Repeat the entries exactly as they appear.
------ Source data ------
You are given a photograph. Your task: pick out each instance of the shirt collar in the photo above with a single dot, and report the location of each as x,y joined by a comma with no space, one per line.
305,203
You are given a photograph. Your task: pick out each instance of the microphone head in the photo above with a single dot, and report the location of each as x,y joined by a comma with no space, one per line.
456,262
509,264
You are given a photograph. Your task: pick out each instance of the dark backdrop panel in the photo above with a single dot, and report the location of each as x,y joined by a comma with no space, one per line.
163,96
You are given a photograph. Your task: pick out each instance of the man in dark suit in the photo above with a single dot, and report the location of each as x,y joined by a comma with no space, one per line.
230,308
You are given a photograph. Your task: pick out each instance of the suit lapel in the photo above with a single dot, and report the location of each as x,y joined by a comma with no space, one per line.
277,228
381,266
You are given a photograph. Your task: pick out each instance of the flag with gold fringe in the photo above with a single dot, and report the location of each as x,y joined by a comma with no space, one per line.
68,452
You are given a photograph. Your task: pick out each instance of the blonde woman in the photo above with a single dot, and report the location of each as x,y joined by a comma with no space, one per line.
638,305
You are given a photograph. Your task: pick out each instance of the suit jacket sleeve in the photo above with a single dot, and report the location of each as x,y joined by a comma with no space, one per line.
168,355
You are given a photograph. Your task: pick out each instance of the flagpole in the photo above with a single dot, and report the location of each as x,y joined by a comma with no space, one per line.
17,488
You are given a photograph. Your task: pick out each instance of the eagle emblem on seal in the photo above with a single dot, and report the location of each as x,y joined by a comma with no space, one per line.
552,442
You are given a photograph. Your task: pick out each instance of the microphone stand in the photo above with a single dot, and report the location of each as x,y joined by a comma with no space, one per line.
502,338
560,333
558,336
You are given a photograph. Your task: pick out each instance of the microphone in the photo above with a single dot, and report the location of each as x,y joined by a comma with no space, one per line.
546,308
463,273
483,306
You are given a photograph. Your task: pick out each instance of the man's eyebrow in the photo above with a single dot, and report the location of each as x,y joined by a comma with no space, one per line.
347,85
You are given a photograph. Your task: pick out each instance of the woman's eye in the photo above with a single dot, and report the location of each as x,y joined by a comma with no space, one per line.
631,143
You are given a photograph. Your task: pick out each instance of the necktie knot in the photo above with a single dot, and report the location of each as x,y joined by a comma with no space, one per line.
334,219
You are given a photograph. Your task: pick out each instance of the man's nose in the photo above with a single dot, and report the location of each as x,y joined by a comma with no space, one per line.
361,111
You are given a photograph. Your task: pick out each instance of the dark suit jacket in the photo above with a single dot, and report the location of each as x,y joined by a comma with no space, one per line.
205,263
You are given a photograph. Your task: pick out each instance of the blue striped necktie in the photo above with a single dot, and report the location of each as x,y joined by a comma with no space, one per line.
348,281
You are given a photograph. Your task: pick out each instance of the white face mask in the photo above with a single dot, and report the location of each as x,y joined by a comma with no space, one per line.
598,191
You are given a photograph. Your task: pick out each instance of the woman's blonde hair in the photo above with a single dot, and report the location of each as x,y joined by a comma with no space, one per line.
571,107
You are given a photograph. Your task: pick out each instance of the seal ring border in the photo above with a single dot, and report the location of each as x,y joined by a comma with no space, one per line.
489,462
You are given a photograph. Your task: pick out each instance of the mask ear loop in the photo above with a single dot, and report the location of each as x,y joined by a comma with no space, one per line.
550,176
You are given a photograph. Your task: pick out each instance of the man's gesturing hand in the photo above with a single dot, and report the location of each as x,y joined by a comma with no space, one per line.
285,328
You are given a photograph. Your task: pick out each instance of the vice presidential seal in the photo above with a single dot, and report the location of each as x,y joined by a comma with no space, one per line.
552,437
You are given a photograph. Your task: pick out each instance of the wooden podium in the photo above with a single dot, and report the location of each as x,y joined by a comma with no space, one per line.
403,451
------
The completed task
You are given a photograph. Your task: pick out each instance of the shirt collar in the photo above with a single dot, and report the location of each as x,y joined by a comma with no space, one per line.
305,203
You are given a photograph. Your task: pick out each instance of the microphone head in the photo above with a single dot, and report the location of each as x,y joined by a comma with no space, one per line.
456,262
509,264
You are given a photograph. Your task: pick out each instance of the dark backdrop panel in the photo above with a single dot, and report the location of each as x,y joined by a comma with no space, one per line.
163,96
You are given a photograph. Your task: pick out each instance of the man in dark suit in the photo above with a single dot, and report the location of each as x,y joined by a comma with no space, one per line.
230,308
You are given a photograph. Your task: pick out each instance of the suit lapel in the photo above with a single dot, and report the location of each as x,y joined by a comma with no space, one per line.
277,228
381,266
You are given a photograph. Your task: pick out each instance of the flag with gold fringe in the photo above with a single dot, and report the location of each as x,y joined by a comma with no space, one per line.
68,452
You are given a photograph. Your task: pick out each instance of the blonde woman in the photo above with a single dot, and report the location of each as x,y joined by a comma with no space, one per line.
638,305
You are given a photograph. Your task: pick out each instance of the suit jacket sleeve in the photo above with a single dot, and report the location of each as x,y joined by a comma with no space, one per line.
168,355
You are given a photograph. Your task: pick out each instance of the flagpole in the photo above with a single dot, and report the location of each as x,y joined by a comma with no space, one per line.
17,488
You are given a photograph. Your task: pick out each instance of the eagle emblem on seal in the photo above with a single dot, and report the location of each as x,y joined by a comma with no space, one per line.
552,442
You are given a photograph. Your task: pick out each instance of the microphone stand in the photo above with a single dot, and report the location of each as x,y joined by a comma with no space, one per line.
502,338
560,333
558,336
You are given a photograph. Your task: pick out each instance of the microphone in the photo above with a single dot, and report the location of each as x,y joined by a comma with no space, one per line.
546,308
463,273
483,306
You are given a photograph. Your task: pick out each instance of the man's eyebrow in the photo above with a single dot, and report the location of each as x,y joined by a comma with no space, one per line.
347,85
You are given a photograph. Your task: pick out each instance of the woman's eye in the photo above with a single dot, and report the location of each as x,y joined by a comma with no space, one per line.
631,143
You are given a photograph. Your task: pick out each instance of the necktie knot in the photo above with a single dot, and report the location of each as x,y joined by a comma with no space, one per line.
334,219
You are given a photograph. Your task: pick out each instance of the man's nose in the photo above with a single dot, and report the location of each as x,y joined by a comma with no space, one per line.
361,111
You are given a photograph. Your task: pick out each instance of the dark suit jacket in the photo above with a single dot, and report the location of each as x,y joined by a comma with no space, one per line.
205,263
You are given a photograph. Your task: pick out each instance of the blue striped necktie in the photo above with a single dot, and report the location of each as x,y joined by a comma with no space, one per line.
348,281
You are given a photograph. Your task: pick out each instance of the white face mask in the photo above with a single dot, and report the location of each as x,y joined by a comma with no space, one per line.
598,191
You are given a photograph. Your task: pick out each instance of the woman's blonde hair in the photo above with a single dot, and report the location of each as x,y joined by a comma with no space, one per line.
571,107
You are given a photograph. Your task: pick out each instance of the seal ring border in the photo above with a single dot, and report the location of each as x,y joined by a comma with no space, one per line.
489,462
You are given a photograph. Your task: pick out each instance of the mask ear loop in the photo above with a single dot, and report the location of each as x,y joined by a comma with no space, one per line.
550,176
You are given a photograph. Your task: pick out each instance of the man's gesturing hand in the photo above with a single dot, and report the location of each as x,y joined by a comma with no space, one per line.
285,328
You are given a photograph. Your task: pick out each instance of the vice presidential seal in the photo above with a single dot, and report the location of each as x,y joined by a comma with no space, one per line.
552,437
You are given a photograph. Your task: pick out each instance of the wooden podium in the photo above with a single dot, and report the location of each as x,y joined by a comma with no space, one per line.
403,451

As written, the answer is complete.